Within the listing, each line that has the string "cloud" should be copied.
- - - - -
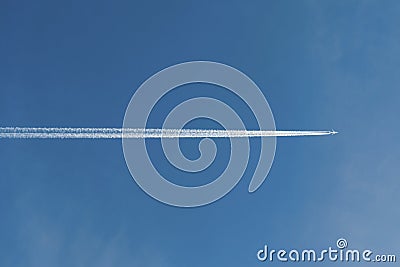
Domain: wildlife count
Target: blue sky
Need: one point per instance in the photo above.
(320, 64)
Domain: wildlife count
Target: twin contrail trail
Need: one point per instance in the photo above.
(115, 133)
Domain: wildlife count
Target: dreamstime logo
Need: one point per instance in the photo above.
(340, 253)
(151, 91)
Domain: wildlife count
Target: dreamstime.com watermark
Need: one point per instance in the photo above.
(339, 253)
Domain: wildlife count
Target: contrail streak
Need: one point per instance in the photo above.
(115, 133)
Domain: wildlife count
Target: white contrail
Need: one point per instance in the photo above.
(112, 133)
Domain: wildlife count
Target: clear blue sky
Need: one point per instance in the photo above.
(320, 64)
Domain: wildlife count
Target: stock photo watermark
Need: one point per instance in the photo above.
(338, 253)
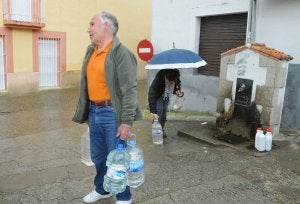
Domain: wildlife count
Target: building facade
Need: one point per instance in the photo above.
(42, 43)
(210, 28)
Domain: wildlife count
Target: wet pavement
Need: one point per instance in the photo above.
(40, 159)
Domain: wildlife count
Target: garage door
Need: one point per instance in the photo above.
(217, 35)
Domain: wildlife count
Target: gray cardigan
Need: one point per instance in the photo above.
(120, 75)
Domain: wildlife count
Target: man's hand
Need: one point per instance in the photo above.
(154, 116)
(124, 131)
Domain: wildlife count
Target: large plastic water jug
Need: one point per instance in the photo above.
(269, 137)
(117, 163)
(136, 175)
(157, 132)
(260, 140)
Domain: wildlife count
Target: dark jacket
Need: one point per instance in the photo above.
(157, 88)
(120, 75)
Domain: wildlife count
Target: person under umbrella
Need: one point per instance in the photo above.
(165, 83)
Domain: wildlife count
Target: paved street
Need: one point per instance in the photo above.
(40, 159)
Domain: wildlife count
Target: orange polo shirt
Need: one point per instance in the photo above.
(97, 88)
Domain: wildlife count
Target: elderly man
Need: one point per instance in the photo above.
(108, 97)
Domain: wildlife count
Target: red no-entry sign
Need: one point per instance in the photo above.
(145, 50)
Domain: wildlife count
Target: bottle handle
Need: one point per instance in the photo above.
(119, 143)
(132, 139)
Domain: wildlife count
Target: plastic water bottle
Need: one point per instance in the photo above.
(136, 175)
(258, 132)
(117, 163)
(269, 137)
(260, 141)
(157, 132)
(85, 148)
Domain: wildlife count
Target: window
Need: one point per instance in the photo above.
(49, 57)
(24, 13)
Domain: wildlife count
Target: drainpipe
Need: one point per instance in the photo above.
(251, 23)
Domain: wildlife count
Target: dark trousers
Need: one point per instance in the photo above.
(162, 107)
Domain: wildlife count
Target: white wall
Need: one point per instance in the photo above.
(278, 26)
(178, 21)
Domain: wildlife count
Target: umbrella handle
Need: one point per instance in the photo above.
(182, 94)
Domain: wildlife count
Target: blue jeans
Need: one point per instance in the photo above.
(103, 131)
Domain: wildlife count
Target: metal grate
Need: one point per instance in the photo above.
(48, 54)
(29, 11)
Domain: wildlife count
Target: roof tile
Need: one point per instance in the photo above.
(261, 48)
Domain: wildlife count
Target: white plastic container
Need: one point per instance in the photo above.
(136, 176)
(115, 179)
(157, 133)
(269, 138)
(260, 141)
(85, 148)
(258, 132)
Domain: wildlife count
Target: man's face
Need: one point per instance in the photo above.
(97, 30)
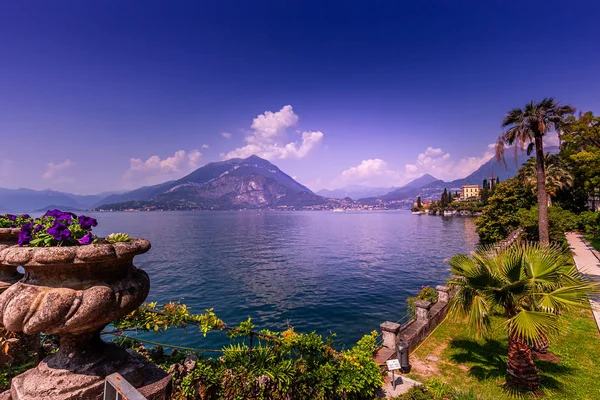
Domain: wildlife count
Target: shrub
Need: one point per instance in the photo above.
(427, 293)
(589, 222)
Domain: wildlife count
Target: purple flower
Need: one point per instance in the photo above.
(87, 222)
(54, 213)
(87, 239)
(25, 234)
(24, 238)
(65, 219)
(60, 232)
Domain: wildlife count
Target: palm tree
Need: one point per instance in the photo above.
(530, 285)
(527, 126)
(557, 176)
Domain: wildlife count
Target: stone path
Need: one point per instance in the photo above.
(587, 261)
(403, 383)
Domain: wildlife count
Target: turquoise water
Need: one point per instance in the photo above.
(317, 271)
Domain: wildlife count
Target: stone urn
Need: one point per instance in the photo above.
(74, 292)
(8, 273)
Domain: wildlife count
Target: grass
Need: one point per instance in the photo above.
(480, 364)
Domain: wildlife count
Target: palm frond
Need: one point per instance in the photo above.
(533, 326)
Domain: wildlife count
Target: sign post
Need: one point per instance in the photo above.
(392, 366)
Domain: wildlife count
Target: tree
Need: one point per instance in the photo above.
(528, 125)
(532, 285)
(557, 176)
(499, 216)
(444, 199)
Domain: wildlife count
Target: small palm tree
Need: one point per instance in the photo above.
(531, 285)
(527, 126)
(557, 176)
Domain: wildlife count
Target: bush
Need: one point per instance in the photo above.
(427, 293)
(589, 222)
(559, 222)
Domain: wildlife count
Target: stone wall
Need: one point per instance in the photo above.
(428, 317)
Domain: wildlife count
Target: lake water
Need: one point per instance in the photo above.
(317, 271)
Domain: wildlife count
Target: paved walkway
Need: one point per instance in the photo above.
(587, 260)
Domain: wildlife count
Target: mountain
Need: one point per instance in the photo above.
(354, 192)
(23, 200)
(420, 182)
(430, 188)
(232, 184)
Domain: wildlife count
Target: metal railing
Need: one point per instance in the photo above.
(117, 388)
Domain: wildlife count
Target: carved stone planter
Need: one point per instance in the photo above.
(74, 292)
(8, 273)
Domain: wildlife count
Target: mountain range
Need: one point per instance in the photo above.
(249, 183)
(233, 184)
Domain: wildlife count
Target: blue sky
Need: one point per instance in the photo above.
(108, 95)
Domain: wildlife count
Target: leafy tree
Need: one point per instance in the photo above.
(589, 222)
(499, 216)
(531, 285)
(557, 175)
(528, 125)
(559, 222)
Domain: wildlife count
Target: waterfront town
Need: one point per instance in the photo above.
(299, 200)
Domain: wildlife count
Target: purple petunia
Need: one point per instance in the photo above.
(25, 234)
(53, 213)
(87, 222)
(65, 219)
(87, 239)
(60, 232)
(24, 238)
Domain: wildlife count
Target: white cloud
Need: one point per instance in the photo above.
(268, 137)
(156, 170)
(440, 164)
(434, 161)
(368, 170)
(53, 170)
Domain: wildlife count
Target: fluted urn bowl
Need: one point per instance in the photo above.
(8, 273)
(74, 292)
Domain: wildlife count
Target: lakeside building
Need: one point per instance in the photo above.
(470, 192)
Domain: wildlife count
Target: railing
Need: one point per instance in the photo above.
(117, 388)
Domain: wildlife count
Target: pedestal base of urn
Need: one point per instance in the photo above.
(86, 382)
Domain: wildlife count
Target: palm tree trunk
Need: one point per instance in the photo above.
(542, 195)
(520, 367)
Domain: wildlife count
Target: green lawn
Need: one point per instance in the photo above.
(480, 364)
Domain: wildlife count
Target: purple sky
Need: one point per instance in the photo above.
(106, 95)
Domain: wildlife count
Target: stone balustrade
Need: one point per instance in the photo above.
(427, 317)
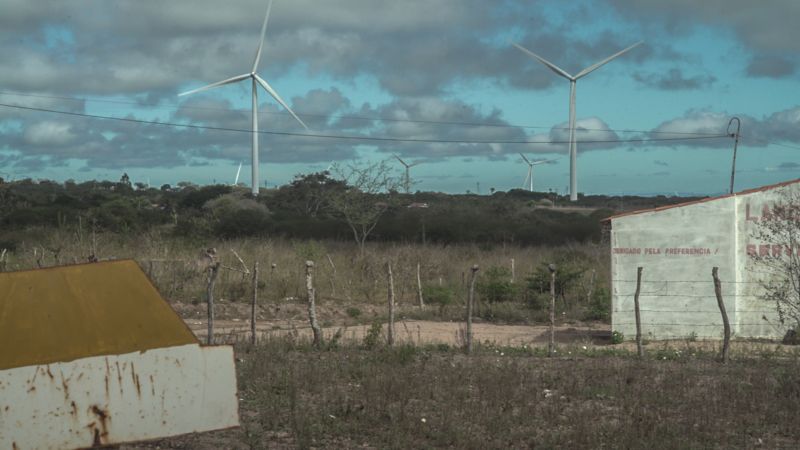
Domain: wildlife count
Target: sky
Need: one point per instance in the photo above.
(433, 81)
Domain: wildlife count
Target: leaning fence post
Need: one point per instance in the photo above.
(551, 347)
(390, 326)
(639, 348)
(470, 302)
(253, 305)
(312, 310)
(725, 324)
(419, 288)
(213, 271)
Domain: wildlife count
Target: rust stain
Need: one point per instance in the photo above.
(135, 379)
(65, 385)
(119, 377)
(102, 433)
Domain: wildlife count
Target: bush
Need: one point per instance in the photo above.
(600, 307)
(495, 285)
(438, 295)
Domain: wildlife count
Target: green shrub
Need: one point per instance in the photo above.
(438, 295)
(600, 307)
(495, 285)
(373, 336)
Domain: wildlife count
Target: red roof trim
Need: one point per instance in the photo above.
(709, 199)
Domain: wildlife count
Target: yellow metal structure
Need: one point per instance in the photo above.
(65, 313)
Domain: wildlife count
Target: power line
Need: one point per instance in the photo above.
(357, 138)
(361, 118)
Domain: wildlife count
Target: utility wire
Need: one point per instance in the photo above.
(346, 117)
(356, 138)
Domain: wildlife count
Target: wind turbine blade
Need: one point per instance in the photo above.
(596, 66)
(559, 71)
(218, 83)
(277, 98)
(261, 41)
(238, 172)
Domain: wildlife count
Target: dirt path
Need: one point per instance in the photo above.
(417, 332)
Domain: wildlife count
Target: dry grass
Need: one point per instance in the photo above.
(341, 275)
(411, 397)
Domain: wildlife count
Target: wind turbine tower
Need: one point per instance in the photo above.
(529, 177)
(573, 79)
(407, 181)
(256, 80)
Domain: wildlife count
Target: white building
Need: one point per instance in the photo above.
(677, 246)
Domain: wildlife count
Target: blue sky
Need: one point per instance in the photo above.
(419, 63)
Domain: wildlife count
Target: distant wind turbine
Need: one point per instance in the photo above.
(236, 180)
(573, 147)
(529, 177)
(256, 80)
(407, 181)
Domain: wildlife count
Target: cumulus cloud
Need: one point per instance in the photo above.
(781, 126)
(771, 67)
(674, 80)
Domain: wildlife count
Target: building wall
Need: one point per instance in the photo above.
(757, 317)
(677, 249)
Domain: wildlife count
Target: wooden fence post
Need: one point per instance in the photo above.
(551, 347)
(470, 302)
(726, 330)
(253, 305)
(390, 326)
(312, 310)
(213, 272)
(419, 288)
(639, 348)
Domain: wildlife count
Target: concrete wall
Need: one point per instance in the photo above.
(113, 399)
(678, 247)
(756, 316)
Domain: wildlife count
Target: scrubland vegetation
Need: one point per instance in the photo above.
(365, 394)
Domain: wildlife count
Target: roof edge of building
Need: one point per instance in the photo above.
(704, 200)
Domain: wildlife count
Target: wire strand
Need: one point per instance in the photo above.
(346, 117)
(353, 138)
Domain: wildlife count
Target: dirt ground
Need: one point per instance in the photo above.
(415, 332)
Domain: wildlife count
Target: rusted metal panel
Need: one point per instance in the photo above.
(71, 312)
(114, 399)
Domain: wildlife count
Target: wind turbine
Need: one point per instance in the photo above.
(256, 80)
(236, 181)
(573, 147)
(407, 182)
(529, 177)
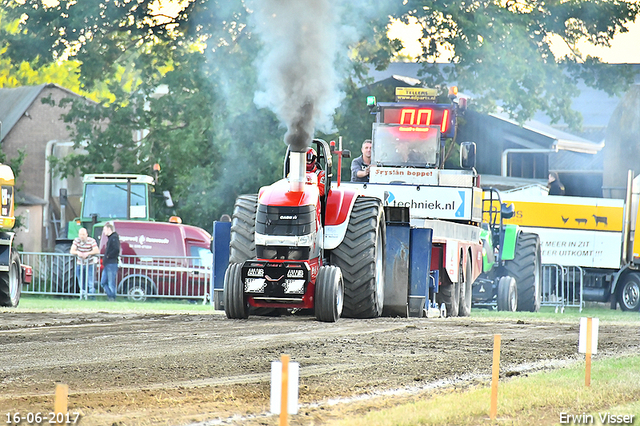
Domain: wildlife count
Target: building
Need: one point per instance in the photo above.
(38, 129)
(530, 151)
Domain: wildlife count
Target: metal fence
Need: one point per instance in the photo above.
(562, 287)
(139, 278)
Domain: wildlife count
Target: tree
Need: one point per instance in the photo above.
(209, 137)
(502, 54)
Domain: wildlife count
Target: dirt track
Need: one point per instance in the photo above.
(149, 369)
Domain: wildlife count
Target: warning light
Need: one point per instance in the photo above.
(371, 101)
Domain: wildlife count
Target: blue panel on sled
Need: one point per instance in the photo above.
(396, 270)
(420, 261)
(220, 241)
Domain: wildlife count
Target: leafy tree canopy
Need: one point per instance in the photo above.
(208, 136)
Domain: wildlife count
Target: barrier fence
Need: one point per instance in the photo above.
(139, 278)
(562, 287)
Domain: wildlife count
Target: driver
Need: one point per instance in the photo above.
(312, 167)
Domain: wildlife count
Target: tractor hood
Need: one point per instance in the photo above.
(280, 193)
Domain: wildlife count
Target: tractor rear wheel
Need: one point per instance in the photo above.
(329, 294)
(507, 294)
(629, 292)
(243, 225)
(526, 268)
(10, 282)
(235, 302)
(360, 257)
(449, 294)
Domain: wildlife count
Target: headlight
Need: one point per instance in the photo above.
(295, 273)
(294, 286)
(255, 272)
(305, 240)
(254, 285)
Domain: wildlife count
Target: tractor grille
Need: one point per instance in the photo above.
(285, 221)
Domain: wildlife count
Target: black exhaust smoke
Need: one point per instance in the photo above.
(297, 73)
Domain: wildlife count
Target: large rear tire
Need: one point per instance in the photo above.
(449, 294)
(507, 294)
(629, 292)
(235, 302)
(329, 294)
(63, 272)
(243, 226)
(10, 282)
(526, 268)
(360, 257)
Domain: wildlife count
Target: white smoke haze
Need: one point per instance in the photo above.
(297, 67)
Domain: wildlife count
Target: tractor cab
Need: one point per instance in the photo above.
(108, 197)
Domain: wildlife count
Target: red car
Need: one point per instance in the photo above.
(162, 259)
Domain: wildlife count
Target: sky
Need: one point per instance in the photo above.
(625, 48)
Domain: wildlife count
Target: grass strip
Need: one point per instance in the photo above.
(537, 399)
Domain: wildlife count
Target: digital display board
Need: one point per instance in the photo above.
(418, 116)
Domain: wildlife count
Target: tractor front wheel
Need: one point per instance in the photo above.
(507, 294)
(466, 290)
(629, 292)
(526, 268)
(10, 283)
(329, 294)
(236, 305)
(449, 295)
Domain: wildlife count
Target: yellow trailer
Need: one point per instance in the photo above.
(595, 234)
(12, 273)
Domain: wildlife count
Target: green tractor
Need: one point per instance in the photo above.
(105, 197)
(512, 266)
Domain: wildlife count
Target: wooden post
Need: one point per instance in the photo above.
(284, 403)
(587, 375)
(495, 376)
(60, 402)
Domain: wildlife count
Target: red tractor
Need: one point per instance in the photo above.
(300, 244)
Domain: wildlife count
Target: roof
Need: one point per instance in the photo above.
(596, 106)
(16, 101)
(558, 139)
(23, 199)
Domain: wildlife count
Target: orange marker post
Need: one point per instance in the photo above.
(587, 375)
(284, 403)
(495, 376)
(60, 403)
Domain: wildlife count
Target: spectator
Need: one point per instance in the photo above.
(312, 167)
(555, 186)
(86, 251)
(110, 261)
(360, 166)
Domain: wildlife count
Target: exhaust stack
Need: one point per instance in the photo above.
(297, 171)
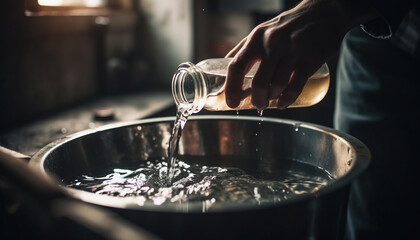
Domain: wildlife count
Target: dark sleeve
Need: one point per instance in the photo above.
(392, 13)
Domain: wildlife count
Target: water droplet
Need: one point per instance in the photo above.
(297, 125)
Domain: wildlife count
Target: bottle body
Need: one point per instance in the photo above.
(205, 83)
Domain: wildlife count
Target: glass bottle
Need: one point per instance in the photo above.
(202, 86)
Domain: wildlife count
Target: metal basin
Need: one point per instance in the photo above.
(280, 143)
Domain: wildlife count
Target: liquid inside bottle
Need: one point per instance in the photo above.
(202, 86)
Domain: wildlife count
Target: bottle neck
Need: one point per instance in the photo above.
(189, 87)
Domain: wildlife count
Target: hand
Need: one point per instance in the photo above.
(290, 47)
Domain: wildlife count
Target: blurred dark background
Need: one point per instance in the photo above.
(61, 54)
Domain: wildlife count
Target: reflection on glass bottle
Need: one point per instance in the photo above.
(202, 86)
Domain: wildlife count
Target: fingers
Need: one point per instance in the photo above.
(239, 66)
(242, 62)
(236, 49)
(294, 88)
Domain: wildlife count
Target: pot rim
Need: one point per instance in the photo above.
(360, 156)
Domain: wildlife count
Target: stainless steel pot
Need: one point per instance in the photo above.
(308, 216)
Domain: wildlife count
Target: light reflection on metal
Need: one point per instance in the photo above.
(72, 3)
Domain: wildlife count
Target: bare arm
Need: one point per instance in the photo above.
(291, 47)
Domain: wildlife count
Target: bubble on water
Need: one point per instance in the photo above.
(207, 185)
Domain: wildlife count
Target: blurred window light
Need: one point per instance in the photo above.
(72, 3)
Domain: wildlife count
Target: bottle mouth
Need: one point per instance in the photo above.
(189, 87)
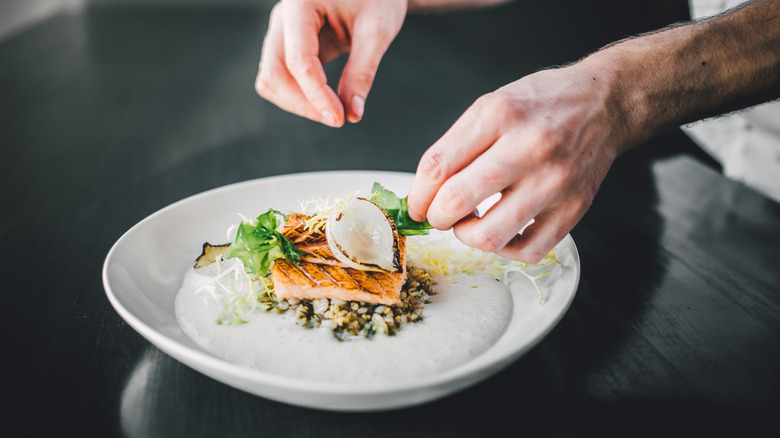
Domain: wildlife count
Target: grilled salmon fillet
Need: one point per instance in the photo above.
(321, 275)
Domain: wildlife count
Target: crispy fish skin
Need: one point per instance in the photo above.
(321, 275)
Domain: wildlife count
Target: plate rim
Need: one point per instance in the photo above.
(177, 350)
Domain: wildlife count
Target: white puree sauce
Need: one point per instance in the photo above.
(466, 316)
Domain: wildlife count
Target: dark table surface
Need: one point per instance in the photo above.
(108, 115)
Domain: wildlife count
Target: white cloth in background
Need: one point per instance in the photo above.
(747, 143)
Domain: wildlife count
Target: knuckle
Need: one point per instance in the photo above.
(487, 239)
(496, 106)
(363, 78)
(454, 199)
(264, 85)
(432, 166)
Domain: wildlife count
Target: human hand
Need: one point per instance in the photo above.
(303, 35)
(544, 142)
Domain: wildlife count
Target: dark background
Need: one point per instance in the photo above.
(111, 112)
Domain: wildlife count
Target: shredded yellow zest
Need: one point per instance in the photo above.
(444, 257)
(319, 209)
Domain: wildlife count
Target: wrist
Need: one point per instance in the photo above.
(614, 78)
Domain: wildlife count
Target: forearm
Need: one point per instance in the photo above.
(688, 72)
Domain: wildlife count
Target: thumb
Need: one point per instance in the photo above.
(368, 47)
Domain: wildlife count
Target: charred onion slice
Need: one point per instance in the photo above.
(363, 236)
(210, 254)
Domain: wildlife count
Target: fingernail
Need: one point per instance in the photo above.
(329, 118)
(358, 104)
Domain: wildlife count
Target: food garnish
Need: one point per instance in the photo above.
(341, 265)
(363, 236)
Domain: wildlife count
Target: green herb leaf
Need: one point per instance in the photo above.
(398, 209)
(259, 244)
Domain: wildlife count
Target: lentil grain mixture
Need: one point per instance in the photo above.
(357, 318)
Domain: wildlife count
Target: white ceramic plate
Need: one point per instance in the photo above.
(144, 270)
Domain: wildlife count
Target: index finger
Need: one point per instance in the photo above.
- - - - -
● **PROBLEM SOLUTION**
Target: white cloud
Target: cumulus cloud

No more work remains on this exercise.